▶ _The records_
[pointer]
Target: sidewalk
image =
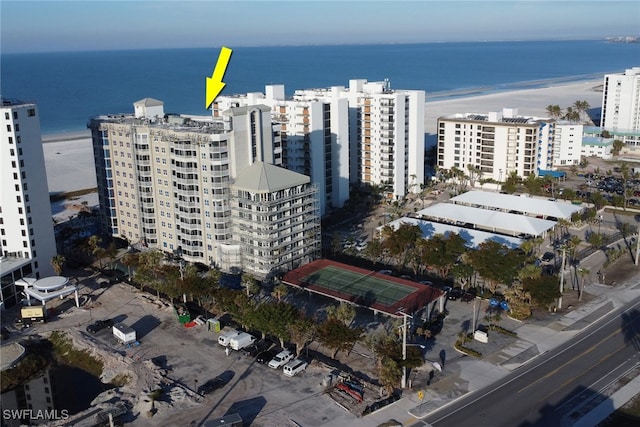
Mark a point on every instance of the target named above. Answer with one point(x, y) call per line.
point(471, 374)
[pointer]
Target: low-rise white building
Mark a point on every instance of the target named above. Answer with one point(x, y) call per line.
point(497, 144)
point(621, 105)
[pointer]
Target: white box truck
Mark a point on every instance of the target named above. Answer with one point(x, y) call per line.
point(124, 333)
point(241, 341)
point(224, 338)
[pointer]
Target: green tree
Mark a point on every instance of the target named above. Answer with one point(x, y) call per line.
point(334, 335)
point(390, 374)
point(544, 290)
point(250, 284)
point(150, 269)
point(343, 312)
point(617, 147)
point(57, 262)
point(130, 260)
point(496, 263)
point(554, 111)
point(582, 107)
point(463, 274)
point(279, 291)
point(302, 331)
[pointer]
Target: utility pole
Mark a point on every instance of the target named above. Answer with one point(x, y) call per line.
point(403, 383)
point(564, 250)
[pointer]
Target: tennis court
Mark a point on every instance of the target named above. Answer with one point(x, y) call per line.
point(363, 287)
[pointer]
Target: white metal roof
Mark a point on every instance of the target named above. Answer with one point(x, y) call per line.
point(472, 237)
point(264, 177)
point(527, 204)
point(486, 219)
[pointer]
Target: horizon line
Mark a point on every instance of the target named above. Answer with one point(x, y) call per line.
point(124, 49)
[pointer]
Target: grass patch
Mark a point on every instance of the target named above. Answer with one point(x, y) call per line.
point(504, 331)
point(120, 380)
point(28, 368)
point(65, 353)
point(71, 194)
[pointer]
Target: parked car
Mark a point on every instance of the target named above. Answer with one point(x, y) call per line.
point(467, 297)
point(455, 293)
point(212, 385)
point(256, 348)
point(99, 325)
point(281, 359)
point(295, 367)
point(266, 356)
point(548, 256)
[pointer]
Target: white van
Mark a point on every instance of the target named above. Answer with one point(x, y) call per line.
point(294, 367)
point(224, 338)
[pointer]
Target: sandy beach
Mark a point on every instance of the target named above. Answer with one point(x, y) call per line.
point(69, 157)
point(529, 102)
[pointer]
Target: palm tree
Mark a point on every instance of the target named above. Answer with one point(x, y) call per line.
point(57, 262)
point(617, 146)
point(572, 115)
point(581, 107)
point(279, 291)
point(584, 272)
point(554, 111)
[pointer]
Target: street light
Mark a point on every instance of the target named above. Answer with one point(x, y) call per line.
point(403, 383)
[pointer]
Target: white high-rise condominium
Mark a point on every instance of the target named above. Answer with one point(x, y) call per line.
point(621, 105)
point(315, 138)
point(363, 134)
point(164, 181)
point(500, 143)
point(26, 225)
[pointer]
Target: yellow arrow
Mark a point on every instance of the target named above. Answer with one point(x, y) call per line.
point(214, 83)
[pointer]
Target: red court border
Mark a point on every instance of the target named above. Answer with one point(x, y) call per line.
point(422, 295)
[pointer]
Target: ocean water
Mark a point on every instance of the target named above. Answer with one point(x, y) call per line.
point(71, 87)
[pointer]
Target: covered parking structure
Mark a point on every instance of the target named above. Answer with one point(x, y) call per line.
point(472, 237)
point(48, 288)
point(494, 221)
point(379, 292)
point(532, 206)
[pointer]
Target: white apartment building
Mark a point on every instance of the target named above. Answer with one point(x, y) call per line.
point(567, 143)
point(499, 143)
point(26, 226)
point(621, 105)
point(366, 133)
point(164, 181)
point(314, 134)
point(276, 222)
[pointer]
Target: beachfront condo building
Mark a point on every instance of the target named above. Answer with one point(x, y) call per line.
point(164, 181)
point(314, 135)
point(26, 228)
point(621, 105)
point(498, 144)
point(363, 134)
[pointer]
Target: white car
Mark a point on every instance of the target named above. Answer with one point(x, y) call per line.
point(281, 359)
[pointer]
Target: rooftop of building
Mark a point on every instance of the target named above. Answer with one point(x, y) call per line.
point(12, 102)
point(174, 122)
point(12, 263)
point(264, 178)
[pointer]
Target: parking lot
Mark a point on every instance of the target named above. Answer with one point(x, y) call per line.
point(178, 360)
---
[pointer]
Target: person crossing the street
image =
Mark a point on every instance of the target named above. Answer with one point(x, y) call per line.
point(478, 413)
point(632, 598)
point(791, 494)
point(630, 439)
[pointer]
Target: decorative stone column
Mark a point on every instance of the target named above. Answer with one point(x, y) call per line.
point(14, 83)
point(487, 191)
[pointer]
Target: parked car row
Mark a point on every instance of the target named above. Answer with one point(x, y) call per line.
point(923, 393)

▶ _Assignment_
Go through the records above, find every line with the word "rise", and list those lines.

▶ _Response to the exercise_
Target: low-rise white building
Target: white high-rise condominium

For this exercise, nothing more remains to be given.